Source excerpt:
********************
Not Quite History,
In Denbigh, they’re coming close to
civil-war over their most famous son.
He was Henry Morgan Stanley, best known for finding Dr. Livingstone who
had disappeared into the African bush.
At first, it was thought a good idea to
erect a statue of Stanley in the town. But the opposition to the plan claim he was
a dreadful man who shot many native Africans out of hand.
They sort of keep quiet about the
apparently saintly Dr. Livingstone doing something similar.
In those days, while the slave-trade was
still going on, black people were regarded as totally inferior to whites. Indeed, some Christian groups used to claim
– and some still do – that the black skin
was “The Mark of Cain”.
According to the Old Testament, Cain was
the first murderer in the history of the world. So God put a mark upon him that all men
should revile him. The Bible does not record what that “mark” was. It could have been knock-knees or ginger
hair or something completely different.
********************
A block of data

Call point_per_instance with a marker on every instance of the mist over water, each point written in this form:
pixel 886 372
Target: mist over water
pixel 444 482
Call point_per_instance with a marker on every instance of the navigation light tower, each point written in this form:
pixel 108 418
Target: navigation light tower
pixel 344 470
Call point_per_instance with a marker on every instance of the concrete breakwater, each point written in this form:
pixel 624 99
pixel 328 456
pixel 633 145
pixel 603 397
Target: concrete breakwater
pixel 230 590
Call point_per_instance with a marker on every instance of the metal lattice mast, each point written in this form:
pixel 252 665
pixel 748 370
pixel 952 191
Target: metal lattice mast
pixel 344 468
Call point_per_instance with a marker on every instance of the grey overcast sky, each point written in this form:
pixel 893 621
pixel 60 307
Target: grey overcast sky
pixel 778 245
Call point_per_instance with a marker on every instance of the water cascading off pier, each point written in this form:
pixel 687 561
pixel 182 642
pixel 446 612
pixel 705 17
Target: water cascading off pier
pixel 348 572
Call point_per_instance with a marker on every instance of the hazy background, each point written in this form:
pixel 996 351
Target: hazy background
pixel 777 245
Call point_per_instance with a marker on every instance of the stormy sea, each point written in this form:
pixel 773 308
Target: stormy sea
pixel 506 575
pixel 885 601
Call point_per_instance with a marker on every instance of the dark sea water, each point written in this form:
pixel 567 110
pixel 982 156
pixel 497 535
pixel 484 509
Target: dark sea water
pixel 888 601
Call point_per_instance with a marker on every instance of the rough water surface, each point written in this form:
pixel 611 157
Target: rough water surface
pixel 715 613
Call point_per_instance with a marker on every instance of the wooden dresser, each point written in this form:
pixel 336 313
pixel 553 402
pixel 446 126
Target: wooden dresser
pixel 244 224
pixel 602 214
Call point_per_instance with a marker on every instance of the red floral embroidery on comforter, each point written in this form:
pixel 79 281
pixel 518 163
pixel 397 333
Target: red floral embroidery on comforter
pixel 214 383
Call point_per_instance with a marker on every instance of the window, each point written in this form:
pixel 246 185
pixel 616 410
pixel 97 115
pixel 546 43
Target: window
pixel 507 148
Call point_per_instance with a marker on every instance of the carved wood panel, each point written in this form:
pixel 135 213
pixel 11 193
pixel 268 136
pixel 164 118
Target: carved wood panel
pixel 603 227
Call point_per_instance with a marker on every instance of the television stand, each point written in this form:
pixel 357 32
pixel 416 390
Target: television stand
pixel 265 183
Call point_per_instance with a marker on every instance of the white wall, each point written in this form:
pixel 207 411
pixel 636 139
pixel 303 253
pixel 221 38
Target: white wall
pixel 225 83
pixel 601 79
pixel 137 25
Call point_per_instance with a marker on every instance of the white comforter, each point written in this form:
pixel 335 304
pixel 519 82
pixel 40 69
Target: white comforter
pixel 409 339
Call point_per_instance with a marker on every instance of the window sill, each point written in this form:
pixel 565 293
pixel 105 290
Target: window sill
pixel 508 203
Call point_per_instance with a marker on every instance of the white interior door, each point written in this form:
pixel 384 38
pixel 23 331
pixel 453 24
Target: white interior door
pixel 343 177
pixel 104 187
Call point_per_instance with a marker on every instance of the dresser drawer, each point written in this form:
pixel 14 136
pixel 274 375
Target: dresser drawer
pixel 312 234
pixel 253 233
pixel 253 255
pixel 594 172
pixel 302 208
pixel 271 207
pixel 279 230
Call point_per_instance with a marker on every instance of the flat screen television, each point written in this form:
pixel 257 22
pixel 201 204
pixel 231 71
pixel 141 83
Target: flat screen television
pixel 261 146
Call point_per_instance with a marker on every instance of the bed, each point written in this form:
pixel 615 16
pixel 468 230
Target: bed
********************
Problem set:
1. In the piece on Stanley, rewrite the part that opens with the words containing "In those days, while" and closes with "something completely different.", putting "red" in place of "ginger".
2. Answer these from the piece on Stanley:
(a) In which town is the statue of Stanley being argued over?
(b) Whom is Stanley best known for finding?
(c) According to the Old Testament, who was the first murderer in the history of the world?
3. Which human beings does the piece on Stanley mention by name? List them all.

Results of the exercise:
1.
In those days, while the slave-trade was
still going on, black people were regarded as totally inferior to whites. Indeed, some Christian groups used to claim
– and some still do – that the black skin
was “The Mark of Cain”.
According to the Old Testament, Cain was
the first murderer in the history of the world. So God put a mark upon him that all men
should revile him. The Bible does not record what that “mark” was. It could have been knock-knees or red
hair or something completely different.

2.
(a) Denbigh
(b) Dr. Livingstone
(c) Cain

3.
Henry Morgan Stanley
Dr. Livingstone
Cain